Work to do:
Replace "forelock" with "mane" in each of the following items, leaving all other text unchanged.

Supplied data:
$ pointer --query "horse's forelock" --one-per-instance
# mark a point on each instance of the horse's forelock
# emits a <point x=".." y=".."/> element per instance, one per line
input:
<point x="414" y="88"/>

Solution to this task:
$ pointer --query "horse's mane" --one-per-instance
# mark a point on each instance of the horse's mane
# emits a <point x=".." y=".."/> element per instance, one per line
input:
<point x="414" y="88"/>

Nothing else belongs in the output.